# Written problem
Print all of the items below word for word, keeping each line unchanged and in the same order.

# Raw data
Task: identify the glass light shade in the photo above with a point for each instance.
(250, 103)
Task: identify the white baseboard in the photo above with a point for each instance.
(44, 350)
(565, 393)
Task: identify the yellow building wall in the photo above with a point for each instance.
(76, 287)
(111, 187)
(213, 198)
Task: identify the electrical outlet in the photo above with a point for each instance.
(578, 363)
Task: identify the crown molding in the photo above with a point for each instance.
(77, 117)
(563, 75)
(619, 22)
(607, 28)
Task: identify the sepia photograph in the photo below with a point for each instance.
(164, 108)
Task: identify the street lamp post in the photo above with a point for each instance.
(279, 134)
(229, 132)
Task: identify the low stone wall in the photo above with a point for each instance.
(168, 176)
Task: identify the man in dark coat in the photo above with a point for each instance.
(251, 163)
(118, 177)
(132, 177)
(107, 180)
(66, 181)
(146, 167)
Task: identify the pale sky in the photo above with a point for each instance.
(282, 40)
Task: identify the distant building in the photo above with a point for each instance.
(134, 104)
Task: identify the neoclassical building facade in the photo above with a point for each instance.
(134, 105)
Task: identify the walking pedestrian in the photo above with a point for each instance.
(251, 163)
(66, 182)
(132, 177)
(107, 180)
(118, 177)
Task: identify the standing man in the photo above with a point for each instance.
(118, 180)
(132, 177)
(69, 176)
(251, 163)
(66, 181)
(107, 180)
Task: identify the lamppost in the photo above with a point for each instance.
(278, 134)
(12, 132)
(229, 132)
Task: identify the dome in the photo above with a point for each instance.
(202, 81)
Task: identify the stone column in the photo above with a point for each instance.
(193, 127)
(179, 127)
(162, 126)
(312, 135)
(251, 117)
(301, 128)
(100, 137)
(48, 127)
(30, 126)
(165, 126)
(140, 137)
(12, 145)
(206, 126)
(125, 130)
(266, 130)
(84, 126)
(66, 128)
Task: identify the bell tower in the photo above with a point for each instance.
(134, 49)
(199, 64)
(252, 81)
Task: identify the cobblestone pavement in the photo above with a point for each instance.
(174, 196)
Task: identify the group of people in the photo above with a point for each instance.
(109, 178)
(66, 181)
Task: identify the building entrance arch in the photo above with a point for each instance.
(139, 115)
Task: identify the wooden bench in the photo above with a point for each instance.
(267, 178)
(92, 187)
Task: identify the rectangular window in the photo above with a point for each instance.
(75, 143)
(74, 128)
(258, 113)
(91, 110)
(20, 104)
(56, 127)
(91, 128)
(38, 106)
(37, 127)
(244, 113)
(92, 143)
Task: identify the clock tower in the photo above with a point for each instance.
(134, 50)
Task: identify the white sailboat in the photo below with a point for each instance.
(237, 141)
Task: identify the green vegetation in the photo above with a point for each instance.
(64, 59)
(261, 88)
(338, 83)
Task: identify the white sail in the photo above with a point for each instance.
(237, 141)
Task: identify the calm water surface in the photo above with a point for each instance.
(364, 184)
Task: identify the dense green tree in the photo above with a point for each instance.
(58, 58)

# Task output
Task: identify the glass light shade in the photo above with a point for each instance.
(250, 103)
Task: identify the white baseboard in the photo above with a point for each instance.
(44, 350)
(565, 393)
Task: identify the yellow building wall in the photo above with a point for each instance.
(76, 287)
(111, 187)
(213, 198)
Task: identify the electrical outlet in the photo above with a point for each instance.
(578, 363)
Task: identify the crown molding in the photo above with a point for each instance.
(77, 117)
(563, 75)
(619, 22)
(607, 28)
Task: identify the sepia photograph in the photo below with a point for each instance.
(164, 108)
Task: identify the street lamp post in the photo above with a point for each instance.
(279, 134)
(229, 132)
Task: identify the low stone wall in the photo above with a point for each instance.
(168, 176)
Task: identify the man in dark coat in the photo above with a point for each instance.
(251, 163)
(118, 177)
(132, 177)
(107, 180)
(66, 181)
(146, 167)
Task: identify the pale sky in the photo above with a point for each instance.
(282, 40)
Task: identify the distant building in the photo above with a point for each instance.
(134, 104)
Task: identify the neoclassical building facade in the photo above with a point for each instance.
(134, 105)
Task: identify the walking pedestrian in the photo above with a point for each instance.
(251, 163)
(66, 182)
(132, 177)
(107, 180)
(118, 177)
Task: identify the standing man in the photo above with a point for each instance.
(118, 180)
(132, 177)
(69, 176)
(251, 163)
(66, 181)
(107, 180)
Task: identify the lamppost in the photo above with a point for each instance.
(278, 134)
(12, 132)
(229, 132)
Task: identify the dome in the photo above with a point for each instance.
(202, 81)
Task: identify the stone column in the photo above with a point for each instance.
(193, 127)
(179, 127)
(162, 126)
(312, 135)
(251, 117)
(301, 128)
(100, 137)
(48, 127)
(30, 126)
(165, 126)
(140, 137)
(12, 145)
(206, 126)
(125, 130)
(266, 130)
(84, 126)
(66, 128)
Task: identify the bell tower in the photo above with a point for each instance.
(134, 49)
(199, 64)
(252, 81)
Task: identify the cobblestone pavement in the photo above with a point for each instance.
(174, 196)
Task: identify the group of people in the photo above with a point for each instance.
(109, 178)
(66, 181)
Task: identify the building entrance arch in the photo above with a point for each instance.
(139, 115)
Task: identify the wooden bench in the photo above with a point for each instance.
(267, 178)
(92, 187)
Task: identify the rectangular window in the photo above with a point for each instance.
(75, 143)
(74, 128)
(258, 113)
(91, 110)
(20, 104)
(56, 127)
(91, 128)
(38, 106)
(37, 127)
(244, 113)
(92, 143)
Task: identify the clock tower in the photo above with a point for each instance.
(134, 50)
Task: identify the white sailboat in the photo below with a point for each instance.
(237, 141)
Task: identify the green vegetation in the photo above with a point for each instance.
(64, 59)
(261, 88)
(338, 83)
Task: identify the white sail in the photo above with a point for each instance.
(237, 141)
Task: identify the calm water surface in the photo above with a point for each instance.
(364, 184)
Task: identify the dense green tree in the photo above with a point for each instance.
(58, 58)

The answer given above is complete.